SELECTED EXTRACT:
• + 2 comments

    administrator, please remove the spamming (totally unrelated) messages in this forum, now back to the problem the solution lies in realizing that GCD(a,b) == GCD(a+n*b, b+m*a) == GCD(x,y)

    Happy coding!

    • + 2 comments

      Can you please elaborate this further? How did you think and reason about it yourself in the first place?

      Thanks in advance.

      • + 1 comment
        1. Point (a,b) is the start
        2. According to the problem, from (a,b) he can go, east: (a+b, b), north: (a, a+b), west: (a-b, b), south: (a, b-a) in this 2D grid
        3. From (2) we can infer that any destination point will be of the form (a+n*b, b+m*a)
        4. Mathematical property: adding or subtracting a multiple of one number to another does not change their greatest common divisor (GCD) e.g. GCD(12, 8) = 4 = GCD(12+8*1, 8+12*2) = GCD(20, 32) = 4
        5. With that in mind, given another point (x,y), we can infer that if we can reach that point, then it might be of the form (a+n*b, b+m*a) hence their GCD must be the same if (x,y) is reachable from (a, b)

        6. GCD function is function gcd(a,b) { return (a % b == 0) ? b : gcd(b, a % b); }

        Hope that helps!

INFORMATION GIVEN:
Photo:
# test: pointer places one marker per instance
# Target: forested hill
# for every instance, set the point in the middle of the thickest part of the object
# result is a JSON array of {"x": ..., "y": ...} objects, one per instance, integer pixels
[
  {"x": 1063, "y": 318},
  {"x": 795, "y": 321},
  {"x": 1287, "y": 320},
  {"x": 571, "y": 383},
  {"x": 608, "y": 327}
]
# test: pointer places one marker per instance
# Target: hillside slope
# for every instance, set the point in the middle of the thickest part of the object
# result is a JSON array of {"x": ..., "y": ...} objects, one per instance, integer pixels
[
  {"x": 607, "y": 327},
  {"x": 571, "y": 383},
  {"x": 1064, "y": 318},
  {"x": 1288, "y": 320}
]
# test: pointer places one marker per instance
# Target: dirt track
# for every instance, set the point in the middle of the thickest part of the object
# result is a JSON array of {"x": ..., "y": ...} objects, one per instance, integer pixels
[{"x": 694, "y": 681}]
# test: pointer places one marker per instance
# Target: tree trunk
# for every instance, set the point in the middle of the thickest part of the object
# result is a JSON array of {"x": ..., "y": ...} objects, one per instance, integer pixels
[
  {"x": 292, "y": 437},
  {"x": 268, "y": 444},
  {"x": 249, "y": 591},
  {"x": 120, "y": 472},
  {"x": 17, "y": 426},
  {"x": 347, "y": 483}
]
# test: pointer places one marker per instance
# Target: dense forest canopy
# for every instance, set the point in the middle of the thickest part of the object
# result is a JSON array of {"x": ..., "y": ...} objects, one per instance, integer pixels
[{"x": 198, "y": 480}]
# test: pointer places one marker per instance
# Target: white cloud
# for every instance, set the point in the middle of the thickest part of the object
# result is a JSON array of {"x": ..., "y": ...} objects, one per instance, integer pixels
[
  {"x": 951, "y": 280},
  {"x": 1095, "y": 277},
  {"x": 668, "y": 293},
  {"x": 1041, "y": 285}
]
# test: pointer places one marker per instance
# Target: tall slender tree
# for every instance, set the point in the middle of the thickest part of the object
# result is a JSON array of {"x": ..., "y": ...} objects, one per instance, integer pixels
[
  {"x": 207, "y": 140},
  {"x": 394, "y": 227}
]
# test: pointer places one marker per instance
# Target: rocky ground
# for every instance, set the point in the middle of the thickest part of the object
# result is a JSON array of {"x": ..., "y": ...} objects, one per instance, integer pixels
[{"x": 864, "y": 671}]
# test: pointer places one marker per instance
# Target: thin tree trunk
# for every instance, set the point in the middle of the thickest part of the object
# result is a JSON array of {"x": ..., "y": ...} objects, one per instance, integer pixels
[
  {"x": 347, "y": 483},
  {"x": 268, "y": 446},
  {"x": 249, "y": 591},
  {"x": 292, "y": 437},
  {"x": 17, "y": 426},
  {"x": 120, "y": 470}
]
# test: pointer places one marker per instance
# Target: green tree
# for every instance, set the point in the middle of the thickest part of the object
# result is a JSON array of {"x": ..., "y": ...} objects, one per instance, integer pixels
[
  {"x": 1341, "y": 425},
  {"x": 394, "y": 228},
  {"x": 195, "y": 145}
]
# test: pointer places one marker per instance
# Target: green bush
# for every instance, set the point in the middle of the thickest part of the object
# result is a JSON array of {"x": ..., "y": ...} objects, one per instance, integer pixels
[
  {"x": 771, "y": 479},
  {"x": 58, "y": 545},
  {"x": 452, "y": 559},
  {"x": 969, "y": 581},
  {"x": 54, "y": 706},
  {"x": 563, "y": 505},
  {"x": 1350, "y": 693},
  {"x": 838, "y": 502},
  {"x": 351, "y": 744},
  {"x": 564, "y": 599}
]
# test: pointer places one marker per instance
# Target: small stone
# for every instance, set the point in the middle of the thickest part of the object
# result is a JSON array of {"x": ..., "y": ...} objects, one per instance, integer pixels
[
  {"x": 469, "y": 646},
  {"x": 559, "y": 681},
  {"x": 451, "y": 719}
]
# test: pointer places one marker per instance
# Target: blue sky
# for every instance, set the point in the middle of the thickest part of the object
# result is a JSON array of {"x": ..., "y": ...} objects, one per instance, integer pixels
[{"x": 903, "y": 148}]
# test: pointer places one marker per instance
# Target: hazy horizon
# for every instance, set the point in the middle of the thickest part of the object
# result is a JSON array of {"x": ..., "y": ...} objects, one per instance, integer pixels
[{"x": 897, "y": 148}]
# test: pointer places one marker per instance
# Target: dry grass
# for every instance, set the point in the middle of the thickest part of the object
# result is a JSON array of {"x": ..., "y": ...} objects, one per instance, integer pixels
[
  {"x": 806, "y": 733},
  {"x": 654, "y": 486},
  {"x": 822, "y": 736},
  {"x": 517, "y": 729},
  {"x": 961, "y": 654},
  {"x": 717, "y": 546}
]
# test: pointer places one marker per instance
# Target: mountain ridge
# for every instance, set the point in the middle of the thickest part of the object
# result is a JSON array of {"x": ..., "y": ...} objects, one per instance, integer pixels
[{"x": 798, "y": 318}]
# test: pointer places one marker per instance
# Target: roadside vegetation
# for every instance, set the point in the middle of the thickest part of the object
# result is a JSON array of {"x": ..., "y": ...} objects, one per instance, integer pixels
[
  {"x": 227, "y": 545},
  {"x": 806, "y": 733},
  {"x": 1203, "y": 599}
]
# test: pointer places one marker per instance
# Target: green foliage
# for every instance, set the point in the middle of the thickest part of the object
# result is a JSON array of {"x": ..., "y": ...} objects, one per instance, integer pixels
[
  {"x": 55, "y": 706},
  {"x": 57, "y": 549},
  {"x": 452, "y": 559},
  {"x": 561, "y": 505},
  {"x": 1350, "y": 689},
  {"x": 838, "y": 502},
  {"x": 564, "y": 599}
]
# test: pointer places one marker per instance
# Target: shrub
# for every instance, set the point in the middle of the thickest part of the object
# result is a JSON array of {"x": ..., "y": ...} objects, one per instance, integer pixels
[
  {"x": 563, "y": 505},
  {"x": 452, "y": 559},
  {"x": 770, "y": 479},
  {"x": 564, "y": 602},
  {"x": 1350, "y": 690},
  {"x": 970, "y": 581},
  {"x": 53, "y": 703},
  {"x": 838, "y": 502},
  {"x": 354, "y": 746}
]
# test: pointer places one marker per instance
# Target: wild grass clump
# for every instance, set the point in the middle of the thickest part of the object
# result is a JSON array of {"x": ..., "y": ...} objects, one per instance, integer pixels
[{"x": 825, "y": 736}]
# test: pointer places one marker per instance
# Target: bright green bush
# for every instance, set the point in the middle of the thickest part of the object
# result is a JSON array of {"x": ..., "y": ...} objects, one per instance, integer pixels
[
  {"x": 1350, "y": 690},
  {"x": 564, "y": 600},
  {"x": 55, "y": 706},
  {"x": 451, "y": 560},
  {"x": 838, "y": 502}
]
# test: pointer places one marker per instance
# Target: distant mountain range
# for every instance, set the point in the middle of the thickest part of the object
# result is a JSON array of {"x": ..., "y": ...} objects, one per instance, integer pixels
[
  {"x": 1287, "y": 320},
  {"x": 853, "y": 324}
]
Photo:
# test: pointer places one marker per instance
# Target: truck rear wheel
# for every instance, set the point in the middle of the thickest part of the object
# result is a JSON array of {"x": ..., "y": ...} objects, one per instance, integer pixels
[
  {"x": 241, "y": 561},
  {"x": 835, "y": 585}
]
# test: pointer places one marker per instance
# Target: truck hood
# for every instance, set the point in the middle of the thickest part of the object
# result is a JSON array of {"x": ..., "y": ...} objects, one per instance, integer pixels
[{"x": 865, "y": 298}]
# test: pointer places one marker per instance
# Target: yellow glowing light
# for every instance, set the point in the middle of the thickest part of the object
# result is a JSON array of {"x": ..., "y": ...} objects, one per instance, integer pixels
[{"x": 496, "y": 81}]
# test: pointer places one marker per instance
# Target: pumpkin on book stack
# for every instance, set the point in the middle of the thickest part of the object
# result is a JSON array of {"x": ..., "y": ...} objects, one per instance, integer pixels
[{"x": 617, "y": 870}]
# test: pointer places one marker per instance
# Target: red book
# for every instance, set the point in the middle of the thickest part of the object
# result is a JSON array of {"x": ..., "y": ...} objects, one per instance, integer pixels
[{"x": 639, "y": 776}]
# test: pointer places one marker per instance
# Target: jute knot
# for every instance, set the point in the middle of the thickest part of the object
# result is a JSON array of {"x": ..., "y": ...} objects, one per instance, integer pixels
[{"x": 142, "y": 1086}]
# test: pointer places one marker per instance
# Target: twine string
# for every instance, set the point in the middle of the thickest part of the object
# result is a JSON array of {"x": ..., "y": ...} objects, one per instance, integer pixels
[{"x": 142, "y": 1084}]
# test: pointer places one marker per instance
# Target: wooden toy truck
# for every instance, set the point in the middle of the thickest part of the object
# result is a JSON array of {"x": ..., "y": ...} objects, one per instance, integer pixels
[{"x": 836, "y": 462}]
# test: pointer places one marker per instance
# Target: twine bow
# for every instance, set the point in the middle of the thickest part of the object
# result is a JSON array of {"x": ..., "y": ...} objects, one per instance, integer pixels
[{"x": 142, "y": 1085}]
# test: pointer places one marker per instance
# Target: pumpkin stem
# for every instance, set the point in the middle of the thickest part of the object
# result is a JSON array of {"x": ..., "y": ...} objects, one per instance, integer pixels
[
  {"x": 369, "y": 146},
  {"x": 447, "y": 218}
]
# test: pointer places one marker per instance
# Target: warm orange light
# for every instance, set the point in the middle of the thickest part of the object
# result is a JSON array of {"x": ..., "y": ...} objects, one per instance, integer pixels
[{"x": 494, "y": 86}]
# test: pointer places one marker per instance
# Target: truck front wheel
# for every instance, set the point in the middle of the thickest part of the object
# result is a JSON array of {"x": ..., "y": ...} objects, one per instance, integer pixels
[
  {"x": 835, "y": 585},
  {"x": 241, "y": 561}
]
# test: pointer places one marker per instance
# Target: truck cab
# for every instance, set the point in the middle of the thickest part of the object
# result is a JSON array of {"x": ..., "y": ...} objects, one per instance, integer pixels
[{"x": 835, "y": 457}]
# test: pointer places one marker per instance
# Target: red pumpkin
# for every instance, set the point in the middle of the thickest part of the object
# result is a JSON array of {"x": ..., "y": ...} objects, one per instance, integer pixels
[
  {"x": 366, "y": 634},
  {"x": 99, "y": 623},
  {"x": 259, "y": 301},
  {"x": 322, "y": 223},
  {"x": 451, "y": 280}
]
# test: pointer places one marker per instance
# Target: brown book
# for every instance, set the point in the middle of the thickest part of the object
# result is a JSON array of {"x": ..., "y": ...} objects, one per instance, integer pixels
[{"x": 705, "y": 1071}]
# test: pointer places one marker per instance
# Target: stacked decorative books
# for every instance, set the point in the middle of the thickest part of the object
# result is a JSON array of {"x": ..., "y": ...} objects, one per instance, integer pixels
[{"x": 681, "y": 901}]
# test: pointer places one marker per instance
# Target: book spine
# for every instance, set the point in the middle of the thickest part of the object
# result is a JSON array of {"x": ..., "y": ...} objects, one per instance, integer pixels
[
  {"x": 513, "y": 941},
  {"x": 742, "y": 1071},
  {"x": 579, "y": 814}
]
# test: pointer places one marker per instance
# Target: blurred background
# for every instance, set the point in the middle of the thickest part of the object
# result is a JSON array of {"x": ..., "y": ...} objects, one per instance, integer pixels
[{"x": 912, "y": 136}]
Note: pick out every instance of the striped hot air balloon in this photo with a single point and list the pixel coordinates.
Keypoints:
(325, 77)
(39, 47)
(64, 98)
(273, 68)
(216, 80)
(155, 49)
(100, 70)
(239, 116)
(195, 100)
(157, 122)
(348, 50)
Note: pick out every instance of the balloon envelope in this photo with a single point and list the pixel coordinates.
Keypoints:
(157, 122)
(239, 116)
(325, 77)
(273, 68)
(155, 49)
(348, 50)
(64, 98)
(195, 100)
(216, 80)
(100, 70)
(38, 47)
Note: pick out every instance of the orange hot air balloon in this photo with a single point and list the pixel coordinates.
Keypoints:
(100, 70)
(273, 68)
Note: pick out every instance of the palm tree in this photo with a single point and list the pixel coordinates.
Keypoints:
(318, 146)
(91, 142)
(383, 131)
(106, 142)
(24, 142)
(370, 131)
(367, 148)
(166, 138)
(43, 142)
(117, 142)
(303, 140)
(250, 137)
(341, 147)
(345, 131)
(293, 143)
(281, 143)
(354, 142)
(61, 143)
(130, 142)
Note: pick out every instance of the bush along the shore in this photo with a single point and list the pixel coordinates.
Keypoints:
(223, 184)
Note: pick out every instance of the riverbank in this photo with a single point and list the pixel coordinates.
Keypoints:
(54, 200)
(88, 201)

TASK INSTRUCTIONS: Please rewrite the paragraph of the forum thread that begins "administrator, please remove the spamming" as a two-item list, keeping its main facts. The listing isn't needed for this.

ANSWER FOR THIS EXERCISE:
- Request: the administrator should delete the unrelated spam messages in the forum.
- Solution: the key is seeing that GCD(a,b) == GCD(a+n*b, b+m*a) == GCD(x,y).